(Point labeling examples)
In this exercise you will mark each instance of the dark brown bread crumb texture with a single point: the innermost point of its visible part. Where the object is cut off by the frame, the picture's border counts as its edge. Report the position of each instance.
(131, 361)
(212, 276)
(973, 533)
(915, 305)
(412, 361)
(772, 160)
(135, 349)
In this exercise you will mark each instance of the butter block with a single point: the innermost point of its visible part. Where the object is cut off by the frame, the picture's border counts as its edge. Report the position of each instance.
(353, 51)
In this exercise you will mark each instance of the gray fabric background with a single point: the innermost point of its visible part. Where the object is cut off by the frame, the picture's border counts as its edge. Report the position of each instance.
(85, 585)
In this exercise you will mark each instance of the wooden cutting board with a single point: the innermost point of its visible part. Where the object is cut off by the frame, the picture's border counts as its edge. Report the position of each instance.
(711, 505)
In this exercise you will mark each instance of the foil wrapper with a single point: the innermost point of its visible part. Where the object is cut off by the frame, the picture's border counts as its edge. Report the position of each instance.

*DIRECTIVE*
Rewrite all of the rows above as a numbered list, leaving out any blank lines.

*EXERCISE OUTPUT*
1. In this exercise you will mark each instance of the dark brown bread crumb texture with a single point: the innermost point of its visible part. Where the object is cut off by the frame, the picture's border counts as its edge. Report the position of each instance.
2. (131, 361)
3. (212, 276)
4. (973, 533)
5. (915, 305)
6. (412, 361)
7. (772, 160)
8. (135, 349)
9. In this exercise you will mark each instance of the butter block with a single point: the innermost point of its visible part. Where the object is cut off by the frame, the picture's border counts as its edge. Report the position of each instance.
10. (353, 51)
11. In this exercise you will mark each instance of the gray fabric background with a single point: the innermost point of its visible part. Where the object is cut off by the frame, the picture's border counts as its edge. Report the position of each instance.
12. (85, 585)
13. In this exercise you will mark each instance of the wooden cutting board with a single point: the innermost point of its visible part. Where the object is cut off by the frame, the picture's border counts as its edge. Report the position of each instance.
14. (711, 505)
15. In this exercise you will mark each instance of the foil wrapper with a single point: the innermost point of its visible part. Where the object is cut off by the frame, the picture's border counts as its edge. Report the position of each instance.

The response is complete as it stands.